_Region pointing data_
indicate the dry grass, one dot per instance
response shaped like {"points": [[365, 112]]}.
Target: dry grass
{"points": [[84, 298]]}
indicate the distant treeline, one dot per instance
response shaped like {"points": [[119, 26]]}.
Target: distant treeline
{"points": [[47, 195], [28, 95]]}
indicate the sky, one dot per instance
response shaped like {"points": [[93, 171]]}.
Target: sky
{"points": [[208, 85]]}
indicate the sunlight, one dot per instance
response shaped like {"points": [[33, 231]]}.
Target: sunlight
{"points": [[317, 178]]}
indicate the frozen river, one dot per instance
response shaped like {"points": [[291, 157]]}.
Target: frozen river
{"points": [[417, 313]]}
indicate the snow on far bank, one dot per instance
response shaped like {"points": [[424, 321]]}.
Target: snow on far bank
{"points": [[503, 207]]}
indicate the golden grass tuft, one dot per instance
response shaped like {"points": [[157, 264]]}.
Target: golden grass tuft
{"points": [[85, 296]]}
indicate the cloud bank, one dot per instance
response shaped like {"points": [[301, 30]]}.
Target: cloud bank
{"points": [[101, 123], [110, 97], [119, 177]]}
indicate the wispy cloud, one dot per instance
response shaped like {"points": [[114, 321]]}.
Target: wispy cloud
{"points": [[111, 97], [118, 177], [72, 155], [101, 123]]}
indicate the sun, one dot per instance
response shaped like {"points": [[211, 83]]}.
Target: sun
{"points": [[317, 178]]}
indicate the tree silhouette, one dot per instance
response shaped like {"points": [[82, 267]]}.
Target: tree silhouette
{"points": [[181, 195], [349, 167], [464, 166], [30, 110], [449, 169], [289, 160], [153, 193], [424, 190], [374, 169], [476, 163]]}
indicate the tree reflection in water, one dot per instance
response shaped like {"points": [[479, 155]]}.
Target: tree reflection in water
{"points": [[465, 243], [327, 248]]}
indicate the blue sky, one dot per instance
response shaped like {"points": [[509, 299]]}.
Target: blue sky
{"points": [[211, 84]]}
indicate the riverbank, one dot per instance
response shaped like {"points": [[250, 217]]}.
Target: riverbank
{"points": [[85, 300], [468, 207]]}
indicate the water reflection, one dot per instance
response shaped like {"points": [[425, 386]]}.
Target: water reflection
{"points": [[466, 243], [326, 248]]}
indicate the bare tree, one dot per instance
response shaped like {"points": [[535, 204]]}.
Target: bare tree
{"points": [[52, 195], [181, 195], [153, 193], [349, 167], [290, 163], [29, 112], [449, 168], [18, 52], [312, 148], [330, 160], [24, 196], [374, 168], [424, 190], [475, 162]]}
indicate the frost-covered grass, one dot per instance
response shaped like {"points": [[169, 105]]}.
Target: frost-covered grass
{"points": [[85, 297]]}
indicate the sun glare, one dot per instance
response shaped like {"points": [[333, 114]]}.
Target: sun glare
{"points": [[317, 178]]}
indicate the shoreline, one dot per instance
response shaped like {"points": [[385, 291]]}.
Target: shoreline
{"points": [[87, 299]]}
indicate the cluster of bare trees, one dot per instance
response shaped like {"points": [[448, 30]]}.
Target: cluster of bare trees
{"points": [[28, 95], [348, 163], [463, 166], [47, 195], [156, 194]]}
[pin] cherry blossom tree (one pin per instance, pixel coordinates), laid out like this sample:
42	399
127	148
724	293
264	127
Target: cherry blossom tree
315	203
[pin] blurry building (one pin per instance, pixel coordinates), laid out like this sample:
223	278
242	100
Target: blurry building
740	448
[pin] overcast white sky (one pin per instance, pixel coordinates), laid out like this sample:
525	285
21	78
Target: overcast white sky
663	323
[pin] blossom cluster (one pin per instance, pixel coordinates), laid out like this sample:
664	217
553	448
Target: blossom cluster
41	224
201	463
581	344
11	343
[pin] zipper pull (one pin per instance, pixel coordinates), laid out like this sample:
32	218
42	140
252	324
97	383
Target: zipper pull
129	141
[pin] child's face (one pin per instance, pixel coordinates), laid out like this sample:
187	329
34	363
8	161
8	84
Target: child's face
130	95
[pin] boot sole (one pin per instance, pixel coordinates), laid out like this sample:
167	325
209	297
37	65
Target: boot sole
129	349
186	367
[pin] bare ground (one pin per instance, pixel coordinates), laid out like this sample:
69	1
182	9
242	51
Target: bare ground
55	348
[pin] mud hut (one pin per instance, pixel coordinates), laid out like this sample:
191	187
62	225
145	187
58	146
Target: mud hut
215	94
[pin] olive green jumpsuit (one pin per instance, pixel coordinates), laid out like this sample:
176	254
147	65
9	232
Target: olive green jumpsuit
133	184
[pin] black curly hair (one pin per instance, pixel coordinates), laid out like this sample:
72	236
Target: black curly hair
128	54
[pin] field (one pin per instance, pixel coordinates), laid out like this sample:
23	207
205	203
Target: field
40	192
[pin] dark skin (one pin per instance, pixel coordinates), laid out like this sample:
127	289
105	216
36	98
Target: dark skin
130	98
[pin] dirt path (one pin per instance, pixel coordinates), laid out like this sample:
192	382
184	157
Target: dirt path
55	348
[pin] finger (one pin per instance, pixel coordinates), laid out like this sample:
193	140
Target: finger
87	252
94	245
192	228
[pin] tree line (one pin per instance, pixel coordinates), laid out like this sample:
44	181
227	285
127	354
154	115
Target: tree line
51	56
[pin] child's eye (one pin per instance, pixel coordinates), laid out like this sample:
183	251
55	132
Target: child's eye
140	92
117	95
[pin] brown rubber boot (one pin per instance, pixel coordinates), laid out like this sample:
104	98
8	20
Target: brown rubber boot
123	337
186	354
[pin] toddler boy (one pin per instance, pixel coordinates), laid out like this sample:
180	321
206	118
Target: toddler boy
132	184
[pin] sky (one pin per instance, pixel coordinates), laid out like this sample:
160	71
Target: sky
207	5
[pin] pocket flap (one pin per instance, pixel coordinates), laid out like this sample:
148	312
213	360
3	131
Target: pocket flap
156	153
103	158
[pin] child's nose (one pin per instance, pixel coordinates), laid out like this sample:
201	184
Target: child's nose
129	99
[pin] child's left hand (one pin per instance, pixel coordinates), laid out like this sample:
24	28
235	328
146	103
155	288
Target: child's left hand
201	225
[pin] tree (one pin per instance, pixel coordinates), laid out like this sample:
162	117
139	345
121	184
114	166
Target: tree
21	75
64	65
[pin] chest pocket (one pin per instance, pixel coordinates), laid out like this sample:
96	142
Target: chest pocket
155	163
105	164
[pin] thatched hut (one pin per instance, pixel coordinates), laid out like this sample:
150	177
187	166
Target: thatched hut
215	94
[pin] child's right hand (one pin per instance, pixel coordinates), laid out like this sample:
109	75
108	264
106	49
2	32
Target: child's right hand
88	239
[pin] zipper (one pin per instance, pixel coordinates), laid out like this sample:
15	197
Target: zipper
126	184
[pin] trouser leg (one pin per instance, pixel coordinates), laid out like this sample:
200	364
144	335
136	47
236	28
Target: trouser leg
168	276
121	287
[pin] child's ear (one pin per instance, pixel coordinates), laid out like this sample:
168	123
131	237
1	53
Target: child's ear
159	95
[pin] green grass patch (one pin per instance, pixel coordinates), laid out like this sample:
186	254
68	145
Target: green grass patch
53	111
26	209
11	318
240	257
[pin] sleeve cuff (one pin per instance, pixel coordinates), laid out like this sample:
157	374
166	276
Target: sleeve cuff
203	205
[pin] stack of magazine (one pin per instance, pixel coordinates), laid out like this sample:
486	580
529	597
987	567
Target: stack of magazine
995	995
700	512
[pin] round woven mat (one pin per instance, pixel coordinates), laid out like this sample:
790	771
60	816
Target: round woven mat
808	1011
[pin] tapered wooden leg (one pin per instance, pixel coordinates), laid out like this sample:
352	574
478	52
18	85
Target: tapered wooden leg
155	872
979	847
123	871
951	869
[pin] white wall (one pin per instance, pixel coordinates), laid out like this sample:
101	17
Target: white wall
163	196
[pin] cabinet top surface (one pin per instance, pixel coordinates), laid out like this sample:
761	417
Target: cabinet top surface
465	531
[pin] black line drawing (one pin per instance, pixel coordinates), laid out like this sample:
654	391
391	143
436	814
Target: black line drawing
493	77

_What is being asked_
Starting with the first line of the records, repeat every line up to and including the one containing "indicate the sunlight, one dot per instance", and nothing else.

_Response area_
indicate the dry grass, one dot per instance
response shaped like {"points": [[365, 112]]}.
Target: dry grass
{"points": [[84, 298]]}
indicate the distant treeline, one dot per instance
response shaped like {"points": [[119, 26]]}.
Target: distant treeline
{"points": [[47, 195], [28, 95]]}
indicate the sky, one dot per instance
response shaped like {"points": [[93, 171]]}.
Target: sky
{"points": [[208, 85]]}
indicate the sunlight, one dot per instance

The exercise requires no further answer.